[GOAL]:
Reproduce every line of the following material verbatim, adding and omitting nothing.

__________________________________________________

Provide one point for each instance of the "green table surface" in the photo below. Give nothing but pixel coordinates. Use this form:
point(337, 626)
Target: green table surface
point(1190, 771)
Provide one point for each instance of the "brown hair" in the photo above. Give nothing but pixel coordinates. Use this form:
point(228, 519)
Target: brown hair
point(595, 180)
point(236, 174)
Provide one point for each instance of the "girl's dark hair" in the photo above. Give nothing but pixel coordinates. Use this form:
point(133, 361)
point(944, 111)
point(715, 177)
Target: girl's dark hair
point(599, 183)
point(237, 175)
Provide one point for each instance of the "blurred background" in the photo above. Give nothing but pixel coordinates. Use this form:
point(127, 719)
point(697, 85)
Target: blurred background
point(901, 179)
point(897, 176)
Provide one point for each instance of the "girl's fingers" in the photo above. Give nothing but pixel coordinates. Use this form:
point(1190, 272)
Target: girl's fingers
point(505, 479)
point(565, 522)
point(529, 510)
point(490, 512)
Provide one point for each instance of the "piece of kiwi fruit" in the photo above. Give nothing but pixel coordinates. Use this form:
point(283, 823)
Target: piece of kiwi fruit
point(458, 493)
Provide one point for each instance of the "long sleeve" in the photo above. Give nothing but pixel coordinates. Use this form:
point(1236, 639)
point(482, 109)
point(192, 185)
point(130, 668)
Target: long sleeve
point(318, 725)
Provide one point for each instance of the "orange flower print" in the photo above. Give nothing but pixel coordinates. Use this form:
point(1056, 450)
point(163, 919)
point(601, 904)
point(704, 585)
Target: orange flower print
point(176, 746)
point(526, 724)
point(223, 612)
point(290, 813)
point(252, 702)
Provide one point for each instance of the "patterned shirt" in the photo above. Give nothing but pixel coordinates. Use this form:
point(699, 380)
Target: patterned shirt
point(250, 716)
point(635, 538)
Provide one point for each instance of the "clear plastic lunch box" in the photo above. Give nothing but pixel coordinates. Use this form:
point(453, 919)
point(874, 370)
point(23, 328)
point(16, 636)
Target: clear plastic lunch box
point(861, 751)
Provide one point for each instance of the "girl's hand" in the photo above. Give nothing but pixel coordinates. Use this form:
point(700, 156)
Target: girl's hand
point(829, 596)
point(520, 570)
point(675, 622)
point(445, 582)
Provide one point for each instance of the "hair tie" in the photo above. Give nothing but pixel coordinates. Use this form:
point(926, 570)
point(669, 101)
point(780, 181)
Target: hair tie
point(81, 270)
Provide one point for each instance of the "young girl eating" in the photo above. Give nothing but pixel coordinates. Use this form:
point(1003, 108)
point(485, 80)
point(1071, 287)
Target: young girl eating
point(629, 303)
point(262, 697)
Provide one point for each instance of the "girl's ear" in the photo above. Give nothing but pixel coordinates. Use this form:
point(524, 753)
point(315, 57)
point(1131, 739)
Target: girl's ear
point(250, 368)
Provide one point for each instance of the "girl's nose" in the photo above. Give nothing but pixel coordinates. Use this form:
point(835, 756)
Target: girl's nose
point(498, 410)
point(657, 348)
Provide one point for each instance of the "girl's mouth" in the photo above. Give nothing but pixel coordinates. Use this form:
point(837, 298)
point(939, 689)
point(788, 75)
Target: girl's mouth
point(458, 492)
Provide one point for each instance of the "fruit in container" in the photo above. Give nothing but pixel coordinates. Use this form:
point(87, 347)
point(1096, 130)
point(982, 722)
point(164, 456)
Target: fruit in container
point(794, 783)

__________________________________________________

[RIGHT ANSWER]:
Provide one point for each instance of the "green table surface" in the photo below. Give nothing but pixel coordinates. Use this form:
point(337, 626)
Target: green table surface
point(1190, 771)
Provide one point for each instance of the "brown hair" in the photo above. Give nothing but pixel coordinates. Use this form:
point(228, 519)
Target: brown hair
point(595, 180)
point(236, 174)
Provide one point for each instance of the "girl's dark hair" in the photo above. Give nothing but pixel coordinates. Use this form:
point(133, 361)
point(944, 111)
point(715, 177)
Target: girl's dark hair
point(599, 183)
point(237, 175)
Provide one point for each instance of the "blurred background" in the photo above. Give nothing but pixel coordinates. Use this form:
point(127, 719)
point(697, 85)
Target: blurred background
point(901, 179)
point(897, 176)
Provide one point for each instance of the "girl's fingers" in the photo above. Give nothing but pixel coordinates. Use this form:
point(1190, 272)
Target: girl's fingers
point(505, 479)
point(565, 522)
point(529, 510)
point(490, 512)
Provide one point for each instance of the "piece of kiwi fruit" in the photo above. Give nothing but pixel coordinates. Use this form:
point(283, 823)
Target: piece of kiwi fruit
point(458, 493)
Provide one point for each instance of the "long sleeve" in the photo above. Give nothing but pixel coordinates. Use this form:
point(1236, 639)
point(482, 109)
point(192, 185)
point(130, 668)
Target: long sleeve
point(318, 725)
Provide one point for each instance of the "orange flower print" in the photo above. Give nothing but pixel coordinates. Use this form:
point(1056, 450)
point(163, 919)
point(601, 904)
point(704, 585)
Target: orange flower print
point(176, 746)
point(526, 724)
point(223, 612)
point(290, 813)
point(252, 702)
Provide one point for each instance of the "patterned shirt" in the photo above. Give nothing but pixel coordinates. Use this form:
point(699, 380)
Target: patterned shirt
point(250, 716)
point(635, 538)
Provide one point for each instance of the "clear plastic lunch box" in the photo above. Give nothing but pixel coordinates. Use this form:
point(453, 919)
point(874, 370)
point(23, 328)
point(16, 636)
Target: clear plastic lunch box
point(861, 751)
Provide one point for each instance of the "girl's hand" in the photo above. Give nothing but pixel coordinates. Use this form:
point(700, 156)
Target: girl's hand
point(829, 596)
point(520, 570)
point(675, 622)
point(445, 582)
Provide one point for each instance of the "hair tie" in the photo above. Give nothing but pixel coordinates. Use this form:
point(926, 570)
point(669, 101)
point(780, 181)
Target: hair tie
point(81, 270)
Provide one point for each instance of the "young girl eating" in the photo above. Give nothing but pixel coordinates. Use this form:
point(1003, 108)
point(485, 80)
point(1071, 287)
Target: young girl eating
point(629, 303)
point(262, 697)
Provide one point for each instance of the "girl's ear" in the photo above. Give nothing but pixel coordinates. Use this form:
point(524, 753)
point(315, 57)
point(1131, 739)
Target: girl's ear
point(250, 368)
Provide one point for each instance of the "girl's nose" in the photo above. Give nothing but pixel coordinates. Use this form:
point(835, 756)
Target: girl's nose
point(498, 410)
point(657, 348)
Provide one point for each instance of the "girl's mouth" in the photo above. Give nothing but pixel coordinates. Use this form:
point(837, 298)
point(939, 689)
point(788, 75)
Target: girl's mouth
point(458, 492)
Provide one point for each instance of the "fruit in container" in the photo above. Give nothing but pixel coordinates. Use this form:
point(87, 347)
point(1096, 130)
point(982, 722)
point(164, 456)
Target: fruit in container
point(794, 783)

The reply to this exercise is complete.